Dataset records:
((

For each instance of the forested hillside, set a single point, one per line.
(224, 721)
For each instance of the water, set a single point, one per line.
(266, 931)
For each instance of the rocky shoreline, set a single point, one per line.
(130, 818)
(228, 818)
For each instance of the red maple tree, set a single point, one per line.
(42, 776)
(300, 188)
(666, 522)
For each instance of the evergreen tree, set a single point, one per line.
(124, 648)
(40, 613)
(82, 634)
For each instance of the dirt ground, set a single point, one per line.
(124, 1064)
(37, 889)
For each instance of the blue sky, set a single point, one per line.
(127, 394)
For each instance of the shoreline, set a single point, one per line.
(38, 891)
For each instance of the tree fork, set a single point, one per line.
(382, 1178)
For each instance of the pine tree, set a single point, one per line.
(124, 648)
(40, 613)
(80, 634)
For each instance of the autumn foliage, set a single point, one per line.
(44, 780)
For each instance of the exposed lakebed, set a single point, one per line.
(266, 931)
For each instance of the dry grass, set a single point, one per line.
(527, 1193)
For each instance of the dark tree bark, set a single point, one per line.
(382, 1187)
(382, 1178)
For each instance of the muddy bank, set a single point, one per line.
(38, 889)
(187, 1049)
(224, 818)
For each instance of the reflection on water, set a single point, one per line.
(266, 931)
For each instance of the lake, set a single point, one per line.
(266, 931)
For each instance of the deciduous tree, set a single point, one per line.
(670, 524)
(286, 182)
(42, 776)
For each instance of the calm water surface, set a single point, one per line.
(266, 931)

))

Exercise description: Copy every entry exactly.

Solved exercise:
For each instance of the forested hillside, set a single point, one per line.
(224, 721)
For each instance of the water, set a single point, one per line.
(266, 931)
For each instance of the rocky shoreline, set a single point, one per line.
(130, 818)
(228, 818)
For each instance of the red maple tree, set a single point, one per line.
(42, 776)
(300, 188)
(666, 522)
For each instance of the evergreen tree, set a single point, one per line.
(124, 648)
(40, 613)
(82, 634)
For each instance of the dirt ground, set a single point, one per line.
(124, 1064)
(37, 889)
For each instance of the blue sky, set a single point, one per line.
(127, 394)
For each instance of the shoreline, set a single point, one per line.
(38, 891)
For each instance of the tree fork, set a single point, one per line.
(382, 1178)
For each instance of the pine tree, set a single point, one per line.
(124, 648)
(40, 613)
(80, 634)
For each instance of the autumn foliage, set a single point, one per line.
(44, 780)
For each instance of the exposed lakebed, set a single point, one per line.
(266, 931)
For each instance of the dry grass, set a single point, one per line.
(527, 1193)
For each instance of the dark tree bark, set a single point, one per line.
(382, 1187)
(382, 1178)
For each instance of the muddy bank, set a single point, one per line.
(38, 889)
(187, 1049)
(224, 818)
For each instance of the reflection on water, set a single point, one per line.
(266, 931)
For each instance of the lake, set a single point, one per line.
(266, 931)
For each instance of the deciduous tree, set a single point, one per line.
(670, 524)
(286, 182)
(42, 776)
For each instance of the calm water surface, set a single point, one per line.
(266, 931)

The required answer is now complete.